▶ [PROBLEM REQUIREMENTS]: Both the line below containing "Target: sky" and the line containing "Where can the shrub", along with every line between them, should be repeated exactly; no other line belongs in the answer.

[Referring expression data]
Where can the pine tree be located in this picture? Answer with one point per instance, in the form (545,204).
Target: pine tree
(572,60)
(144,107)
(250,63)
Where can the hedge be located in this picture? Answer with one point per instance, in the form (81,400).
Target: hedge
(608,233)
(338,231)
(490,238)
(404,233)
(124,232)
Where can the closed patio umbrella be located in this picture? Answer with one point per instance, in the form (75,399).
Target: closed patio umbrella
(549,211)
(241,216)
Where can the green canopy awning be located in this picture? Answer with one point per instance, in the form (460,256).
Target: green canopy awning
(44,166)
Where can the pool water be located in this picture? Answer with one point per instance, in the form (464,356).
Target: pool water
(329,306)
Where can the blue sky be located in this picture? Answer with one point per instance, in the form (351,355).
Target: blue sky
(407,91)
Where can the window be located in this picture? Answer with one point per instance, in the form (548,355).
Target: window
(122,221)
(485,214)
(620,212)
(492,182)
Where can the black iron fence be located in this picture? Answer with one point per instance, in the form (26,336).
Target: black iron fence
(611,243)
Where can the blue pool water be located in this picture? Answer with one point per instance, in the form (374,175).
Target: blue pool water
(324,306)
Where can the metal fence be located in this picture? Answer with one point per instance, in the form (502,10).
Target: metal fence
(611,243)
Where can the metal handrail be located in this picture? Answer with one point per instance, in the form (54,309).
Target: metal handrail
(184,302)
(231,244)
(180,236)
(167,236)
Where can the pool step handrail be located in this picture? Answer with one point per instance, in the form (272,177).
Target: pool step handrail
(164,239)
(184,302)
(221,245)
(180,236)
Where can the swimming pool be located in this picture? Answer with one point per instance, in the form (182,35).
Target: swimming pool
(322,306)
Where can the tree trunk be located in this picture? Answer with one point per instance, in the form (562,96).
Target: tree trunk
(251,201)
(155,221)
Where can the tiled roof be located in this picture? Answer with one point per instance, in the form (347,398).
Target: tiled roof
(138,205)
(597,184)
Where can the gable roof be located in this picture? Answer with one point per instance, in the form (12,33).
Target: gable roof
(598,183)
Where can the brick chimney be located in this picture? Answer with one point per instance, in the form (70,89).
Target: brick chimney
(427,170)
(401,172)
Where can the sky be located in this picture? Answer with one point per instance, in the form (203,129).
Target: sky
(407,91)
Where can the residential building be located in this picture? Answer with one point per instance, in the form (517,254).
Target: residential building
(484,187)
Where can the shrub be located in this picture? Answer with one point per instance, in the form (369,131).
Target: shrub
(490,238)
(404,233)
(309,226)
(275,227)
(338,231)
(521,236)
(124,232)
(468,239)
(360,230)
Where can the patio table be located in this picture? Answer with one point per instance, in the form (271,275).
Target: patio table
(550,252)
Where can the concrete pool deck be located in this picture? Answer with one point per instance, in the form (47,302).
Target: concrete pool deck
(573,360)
...
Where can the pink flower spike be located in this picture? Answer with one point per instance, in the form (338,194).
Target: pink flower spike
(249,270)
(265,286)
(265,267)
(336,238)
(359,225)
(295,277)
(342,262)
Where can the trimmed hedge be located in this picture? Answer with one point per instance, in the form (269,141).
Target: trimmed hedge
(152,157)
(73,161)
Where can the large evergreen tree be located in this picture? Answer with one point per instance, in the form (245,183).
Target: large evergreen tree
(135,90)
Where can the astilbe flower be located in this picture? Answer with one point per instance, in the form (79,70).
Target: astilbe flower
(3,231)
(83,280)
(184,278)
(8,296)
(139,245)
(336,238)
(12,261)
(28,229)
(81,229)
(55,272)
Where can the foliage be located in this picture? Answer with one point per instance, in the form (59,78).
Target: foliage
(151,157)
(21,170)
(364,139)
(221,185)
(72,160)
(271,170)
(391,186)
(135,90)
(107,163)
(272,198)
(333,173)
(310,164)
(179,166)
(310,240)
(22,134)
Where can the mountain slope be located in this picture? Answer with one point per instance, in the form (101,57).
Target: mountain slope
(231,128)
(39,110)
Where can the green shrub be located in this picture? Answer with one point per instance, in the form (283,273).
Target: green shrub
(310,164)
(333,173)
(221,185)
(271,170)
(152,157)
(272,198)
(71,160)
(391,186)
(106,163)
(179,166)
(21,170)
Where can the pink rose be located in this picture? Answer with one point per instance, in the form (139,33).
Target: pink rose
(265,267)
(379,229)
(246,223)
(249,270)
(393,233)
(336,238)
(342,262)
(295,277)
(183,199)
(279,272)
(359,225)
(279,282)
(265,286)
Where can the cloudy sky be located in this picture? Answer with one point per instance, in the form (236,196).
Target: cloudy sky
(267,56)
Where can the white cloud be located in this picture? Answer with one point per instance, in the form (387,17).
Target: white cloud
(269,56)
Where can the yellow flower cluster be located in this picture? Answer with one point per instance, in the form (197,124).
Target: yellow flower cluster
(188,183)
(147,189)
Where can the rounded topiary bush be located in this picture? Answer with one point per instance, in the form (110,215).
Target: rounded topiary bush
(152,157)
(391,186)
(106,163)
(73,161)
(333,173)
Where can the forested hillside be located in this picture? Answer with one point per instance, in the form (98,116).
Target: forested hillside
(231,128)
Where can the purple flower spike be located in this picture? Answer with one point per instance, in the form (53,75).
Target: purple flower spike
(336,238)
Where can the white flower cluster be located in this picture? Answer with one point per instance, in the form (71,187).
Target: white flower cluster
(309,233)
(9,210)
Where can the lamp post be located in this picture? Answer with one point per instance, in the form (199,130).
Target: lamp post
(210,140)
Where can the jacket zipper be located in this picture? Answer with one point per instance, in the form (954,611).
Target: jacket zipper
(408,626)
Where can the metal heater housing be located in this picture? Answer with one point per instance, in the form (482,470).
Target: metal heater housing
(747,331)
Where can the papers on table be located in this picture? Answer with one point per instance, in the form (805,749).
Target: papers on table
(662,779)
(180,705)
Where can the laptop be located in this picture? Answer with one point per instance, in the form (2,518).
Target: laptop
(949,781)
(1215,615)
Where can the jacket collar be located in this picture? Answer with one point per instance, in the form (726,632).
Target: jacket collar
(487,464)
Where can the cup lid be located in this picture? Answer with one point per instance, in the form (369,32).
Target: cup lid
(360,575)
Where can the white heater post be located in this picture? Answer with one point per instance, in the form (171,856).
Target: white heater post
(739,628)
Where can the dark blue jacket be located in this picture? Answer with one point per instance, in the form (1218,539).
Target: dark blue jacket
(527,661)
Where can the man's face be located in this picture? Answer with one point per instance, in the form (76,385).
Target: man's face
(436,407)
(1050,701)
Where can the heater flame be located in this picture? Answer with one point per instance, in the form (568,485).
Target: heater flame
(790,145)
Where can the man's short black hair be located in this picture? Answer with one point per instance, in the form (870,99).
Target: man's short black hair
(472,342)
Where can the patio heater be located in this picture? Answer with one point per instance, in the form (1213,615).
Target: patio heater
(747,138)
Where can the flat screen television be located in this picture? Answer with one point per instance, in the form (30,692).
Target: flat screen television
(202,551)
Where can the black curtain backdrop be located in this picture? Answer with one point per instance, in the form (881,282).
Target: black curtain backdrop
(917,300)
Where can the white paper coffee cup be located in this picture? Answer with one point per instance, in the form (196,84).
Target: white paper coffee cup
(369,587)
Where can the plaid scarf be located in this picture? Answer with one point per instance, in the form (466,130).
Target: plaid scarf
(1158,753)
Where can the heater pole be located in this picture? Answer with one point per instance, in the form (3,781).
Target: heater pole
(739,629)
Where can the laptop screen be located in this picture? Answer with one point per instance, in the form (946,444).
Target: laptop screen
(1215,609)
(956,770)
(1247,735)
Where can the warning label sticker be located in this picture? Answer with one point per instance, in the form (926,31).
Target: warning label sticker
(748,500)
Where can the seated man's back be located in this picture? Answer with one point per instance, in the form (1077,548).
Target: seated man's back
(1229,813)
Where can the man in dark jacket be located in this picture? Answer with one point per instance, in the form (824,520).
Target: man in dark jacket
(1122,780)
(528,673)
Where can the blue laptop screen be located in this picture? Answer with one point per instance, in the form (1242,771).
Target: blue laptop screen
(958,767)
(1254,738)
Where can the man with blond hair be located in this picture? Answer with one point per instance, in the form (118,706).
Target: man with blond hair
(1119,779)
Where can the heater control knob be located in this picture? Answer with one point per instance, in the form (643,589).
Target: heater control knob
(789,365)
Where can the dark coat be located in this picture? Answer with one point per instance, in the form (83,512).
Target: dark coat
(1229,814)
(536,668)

▶ [REPLY]:
Target: sky
(407,91)
Where can the residential building be located in this picture? Answer with one point per instance, in the form (517,254).
Target: residential building
(484,187)
Where can the shrub be located in this picture? Answer with one point per instance, in the form (369,131).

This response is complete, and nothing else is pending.